■ **Page excerpt**:
※

The combination of two or more concomitant procedures was performed in 258 patients (26.6%). This further demonstrates the higher-risk cohort of patients investigated in this retrospective analysis.

Revision for bleeding was performed in 80 patients, 8.2% of the entire cohort. This cohort includes all-comers, including aortic dissections, acute endocarditis patients and re-do procedures, possibly explaining the rather high rate of rethoracotomies. Postoperative pacemaker surgery was necessary in 2.7% of all operated bioroots, possibly explained by the aggressive debridement and large rate of reconstructive procedures at the annular level.

The Medtronic Freestyle root was implanted in 54 patients presenting with acute aortic valve endocarditis. Of these 54 patients 28 had a prosthetic valve and 26 presented with native valve endocarditis. This high rate of prosthetic valve endocarditis is comparable to date described by Leontyev et al. showing 55.8% of NVE and 44.2% of PVE from their series of 172 patients undergoing surgery for paravalvular root abscess, treated by valve or root replacement in 70 patients17. Musci et al. demonstrated likewise a high percentage of PVE with 26.5% of their 221 patients undergoing homograft root replacement18. The mortality rate of 14.8% demonstrated in this data analysis reflects on the high-risk profile of these patients and is comparable to studies focusing on the treatment of aortic root endocarditis with tissue valve prostheses17,18,19,20,21. The main cause of in-hospital mortality is, as expected, sepsis-related multi-organ failure.

Logistic regression analysis demonstrates a number of pre-existing co-morbidities influencing the prediction of in-hospital mortality. Age at surgery and pre-operative pathologies such as aortic dissection (OP 5.78, p < 0.001) prove to be a significant risk. Necessity of CABG in the absence of CHD naturally shows a major relevance influencing early mortality with an OR of 7.13 and a 95% CI of 3.7–13.7. Interestingly, typical risk factors such as chronic renal disease or impaired ejection fraction failed to demonstrate significance in the prediction of mortality. Cardiopulmonary bypass time, aortic cross clamp time (p < 0.001) and concomitant procedures (p < 0.016) are significant risk factors, likewise demonstrated in large clinical series investigating root replacement. Emergent surgery demonstrates a significance when compared to elective cases (p < 0.001).

※

■ **Extracted entries**:
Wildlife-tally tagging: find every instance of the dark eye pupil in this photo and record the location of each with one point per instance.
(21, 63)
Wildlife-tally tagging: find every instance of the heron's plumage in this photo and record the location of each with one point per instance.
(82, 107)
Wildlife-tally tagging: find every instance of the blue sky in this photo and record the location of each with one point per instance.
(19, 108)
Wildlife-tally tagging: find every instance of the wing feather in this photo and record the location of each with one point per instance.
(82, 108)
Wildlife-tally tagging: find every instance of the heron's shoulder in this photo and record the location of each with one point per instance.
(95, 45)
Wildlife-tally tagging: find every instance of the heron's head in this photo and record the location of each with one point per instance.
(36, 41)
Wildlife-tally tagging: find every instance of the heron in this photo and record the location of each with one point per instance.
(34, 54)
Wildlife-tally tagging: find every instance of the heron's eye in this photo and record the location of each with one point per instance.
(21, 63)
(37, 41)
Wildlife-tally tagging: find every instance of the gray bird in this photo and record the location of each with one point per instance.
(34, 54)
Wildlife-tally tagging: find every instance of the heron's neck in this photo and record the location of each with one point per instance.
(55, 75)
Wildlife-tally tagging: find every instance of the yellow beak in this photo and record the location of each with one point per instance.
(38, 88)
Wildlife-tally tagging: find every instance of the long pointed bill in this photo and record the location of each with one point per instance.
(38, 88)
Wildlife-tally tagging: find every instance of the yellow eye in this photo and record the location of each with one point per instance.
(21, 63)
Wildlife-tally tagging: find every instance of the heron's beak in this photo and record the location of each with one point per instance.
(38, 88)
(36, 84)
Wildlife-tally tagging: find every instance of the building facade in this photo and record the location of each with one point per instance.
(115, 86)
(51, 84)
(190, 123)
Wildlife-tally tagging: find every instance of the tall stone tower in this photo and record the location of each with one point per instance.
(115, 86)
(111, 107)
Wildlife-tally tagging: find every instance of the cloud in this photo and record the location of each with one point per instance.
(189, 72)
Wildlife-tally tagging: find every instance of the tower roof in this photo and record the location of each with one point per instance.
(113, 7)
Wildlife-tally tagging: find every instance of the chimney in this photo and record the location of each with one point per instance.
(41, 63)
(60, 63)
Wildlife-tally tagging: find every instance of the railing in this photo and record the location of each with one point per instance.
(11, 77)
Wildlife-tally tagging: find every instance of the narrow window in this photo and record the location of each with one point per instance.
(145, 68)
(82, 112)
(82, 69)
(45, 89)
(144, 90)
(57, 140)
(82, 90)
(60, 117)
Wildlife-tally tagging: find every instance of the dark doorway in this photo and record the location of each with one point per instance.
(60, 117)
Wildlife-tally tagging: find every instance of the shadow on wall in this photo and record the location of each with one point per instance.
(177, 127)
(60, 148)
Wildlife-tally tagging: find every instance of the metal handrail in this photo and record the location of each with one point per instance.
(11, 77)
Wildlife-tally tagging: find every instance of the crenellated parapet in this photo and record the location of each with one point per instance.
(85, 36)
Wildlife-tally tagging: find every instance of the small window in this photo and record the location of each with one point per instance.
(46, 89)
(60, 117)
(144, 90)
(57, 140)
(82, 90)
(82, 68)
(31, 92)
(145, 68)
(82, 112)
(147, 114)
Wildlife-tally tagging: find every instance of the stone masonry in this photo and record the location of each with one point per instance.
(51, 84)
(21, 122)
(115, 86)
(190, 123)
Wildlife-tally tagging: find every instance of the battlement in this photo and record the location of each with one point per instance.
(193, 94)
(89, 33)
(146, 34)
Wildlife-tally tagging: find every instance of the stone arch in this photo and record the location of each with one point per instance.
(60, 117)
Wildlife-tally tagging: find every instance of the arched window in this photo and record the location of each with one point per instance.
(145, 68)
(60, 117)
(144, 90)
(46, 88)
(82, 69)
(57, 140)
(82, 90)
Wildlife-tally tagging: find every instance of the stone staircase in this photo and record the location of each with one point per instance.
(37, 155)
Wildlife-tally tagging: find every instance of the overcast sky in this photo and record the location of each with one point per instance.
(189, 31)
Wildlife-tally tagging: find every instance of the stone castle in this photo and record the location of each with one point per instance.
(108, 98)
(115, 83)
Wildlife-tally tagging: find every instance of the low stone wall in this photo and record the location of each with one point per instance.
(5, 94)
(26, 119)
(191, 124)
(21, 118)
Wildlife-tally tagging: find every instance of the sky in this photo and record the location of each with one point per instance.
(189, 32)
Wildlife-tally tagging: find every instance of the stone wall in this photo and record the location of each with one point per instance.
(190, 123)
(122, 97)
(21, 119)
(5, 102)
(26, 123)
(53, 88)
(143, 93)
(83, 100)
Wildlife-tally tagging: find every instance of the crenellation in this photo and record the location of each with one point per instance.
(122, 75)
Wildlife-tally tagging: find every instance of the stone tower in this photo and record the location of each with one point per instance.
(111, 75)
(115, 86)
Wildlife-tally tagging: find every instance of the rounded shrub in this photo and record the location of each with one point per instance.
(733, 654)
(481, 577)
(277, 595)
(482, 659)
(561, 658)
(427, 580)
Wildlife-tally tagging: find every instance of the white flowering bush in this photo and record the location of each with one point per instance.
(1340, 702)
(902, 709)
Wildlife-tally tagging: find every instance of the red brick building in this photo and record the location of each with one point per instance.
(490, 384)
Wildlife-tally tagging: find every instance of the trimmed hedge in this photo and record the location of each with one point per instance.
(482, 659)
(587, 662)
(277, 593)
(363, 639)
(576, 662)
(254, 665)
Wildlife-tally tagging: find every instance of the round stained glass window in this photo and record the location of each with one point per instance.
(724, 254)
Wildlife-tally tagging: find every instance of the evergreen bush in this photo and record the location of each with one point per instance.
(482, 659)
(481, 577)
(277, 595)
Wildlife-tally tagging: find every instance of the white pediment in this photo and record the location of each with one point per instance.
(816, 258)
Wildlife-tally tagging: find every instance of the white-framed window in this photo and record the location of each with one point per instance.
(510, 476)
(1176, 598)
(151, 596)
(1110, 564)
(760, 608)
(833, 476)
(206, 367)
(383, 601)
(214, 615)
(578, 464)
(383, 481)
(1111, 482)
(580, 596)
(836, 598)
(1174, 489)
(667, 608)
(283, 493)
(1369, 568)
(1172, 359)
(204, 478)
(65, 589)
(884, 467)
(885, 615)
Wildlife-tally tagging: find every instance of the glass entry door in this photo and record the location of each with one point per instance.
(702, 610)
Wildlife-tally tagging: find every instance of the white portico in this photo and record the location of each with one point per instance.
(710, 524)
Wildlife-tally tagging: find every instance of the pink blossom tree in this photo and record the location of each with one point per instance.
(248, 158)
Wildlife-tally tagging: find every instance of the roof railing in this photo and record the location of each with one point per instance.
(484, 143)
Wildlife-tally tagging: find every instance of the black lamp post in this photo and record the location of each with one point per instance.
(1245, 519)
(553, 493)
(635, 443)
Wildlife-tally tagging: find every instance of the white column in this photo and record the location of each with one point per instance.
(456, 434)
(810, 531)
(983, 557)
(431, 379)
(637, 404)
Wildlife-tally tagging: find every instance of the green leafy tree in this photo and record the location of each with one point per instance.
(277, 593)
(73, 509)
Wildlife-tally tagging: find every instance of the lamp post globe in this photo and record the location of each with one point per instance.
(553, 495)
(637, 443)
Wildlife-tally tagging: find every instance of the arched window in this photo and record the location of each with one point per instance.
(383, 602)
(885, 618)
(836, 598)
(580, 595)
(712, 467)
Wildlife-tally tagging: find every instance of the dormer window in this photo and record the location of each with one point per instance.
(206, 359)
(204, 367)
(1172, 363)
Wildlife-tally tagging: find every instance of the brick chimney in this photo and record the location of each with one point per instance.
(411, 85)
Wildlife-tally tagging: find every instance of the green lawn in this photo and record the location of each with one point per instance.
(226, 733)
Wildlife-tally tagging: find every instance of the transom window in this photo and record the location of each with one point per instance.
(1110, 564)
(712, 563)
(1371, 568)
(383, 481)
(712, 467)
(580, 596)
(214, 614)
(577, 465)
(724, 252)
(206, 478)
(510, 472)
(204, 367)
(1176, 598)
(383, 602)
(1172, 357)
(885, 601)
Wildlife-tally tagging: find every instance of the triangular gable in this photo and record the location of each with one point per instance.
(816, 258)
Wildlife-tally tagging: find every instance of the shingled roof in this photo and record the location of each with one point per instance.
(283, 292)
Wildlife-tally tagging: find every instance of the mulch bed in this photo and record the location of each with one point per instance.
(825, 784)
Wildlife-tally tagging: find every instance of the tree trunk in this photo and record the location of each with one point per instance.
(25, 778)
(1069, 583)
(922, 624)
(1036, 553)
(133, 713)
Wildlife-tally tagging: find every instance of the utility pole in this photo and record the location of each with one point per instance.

※

■ **Exercises**:
A) In the aortic root excerpt, how many patients underwent revision for bleeding?
B) Copy word for word everything in the aortic root excerpt from "The combination of" down to "the annular level.".

■ **List of answers**:
A) 80 patients, or 8.2% of the entire cohort.

B)
The combination of two or more concomitant procedures was performed in 258 patients (26.6%). This further demonstrates the higher-risk cohort of patients investigated in this retrospective analysis.

Revision for bleeding was performed in 80 patients, 8.2% of the entire cohort. This cohort includes all-comers, including aortic dissections, acute endocarditis patients and re-do procedures, possibly explaining the rather high rate of rethoracotomies. Postoperative pacemaker surgery was necessary in 2.7% of all operated bioroots, possibly explained by the aggressive debridement and large rate of reconstructive procedures at the annular level.